* _Excerpted text_
Saskatchewan Marathon 2019

By: Matt Setlack

This post will describe my experience at the Saskatchewan Marathon, which took place in Saskatoon, Saskatchewan on Sunday 26 May 2019.


Saturday 25 May 2019 was the Canadian 10k Championships in Ottawa, ON. My wife, Emily was competing in that race and ended up finishing 3rd Canadian (10th woman overall) in a time of 33:02. This was a new PB for Emily and she was very happy with how the race went. Fortunately, I was able to watch the livestream of the race online from Saskatoon.

Emily Ottawa 10k 2019.png

The elite women started the race 3 minutes and 40 seconds before the elite men. The first person (man or woman) to cross the finish line would win $2000. This year the elite woman was the first across the line.


The morning before the race, I drove over the race course. I had also previously studied the course extensively on Google Streetview. After I watched the Emily’s race, I ran over part of the gravel trail portion of the Saskatchewan Marathon race course.

* _Data block_
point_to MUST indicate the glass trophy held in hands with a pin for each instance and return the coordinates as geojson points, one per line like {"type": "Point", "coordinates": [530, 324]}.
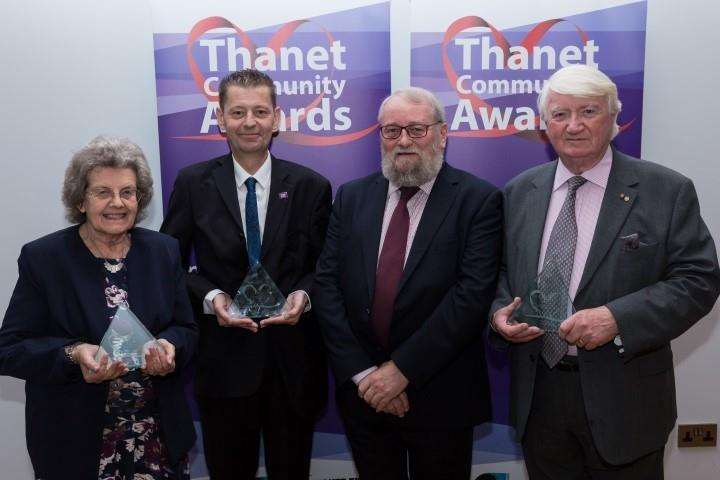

* _What is needed_
Repeat the marathon post above, starting with "Saskatchewan Marathon 2019" and going on through "26 May 2019.", and change every "Saskatoon" to "Regina".

* _Written answer_
Saskatchewan Marathon 2019

By: Matt Setlack

This post will describe my experience at the Saskatchewan Marathon, which took place in Regina, Saskatchewan on Sunday 26 May 2019.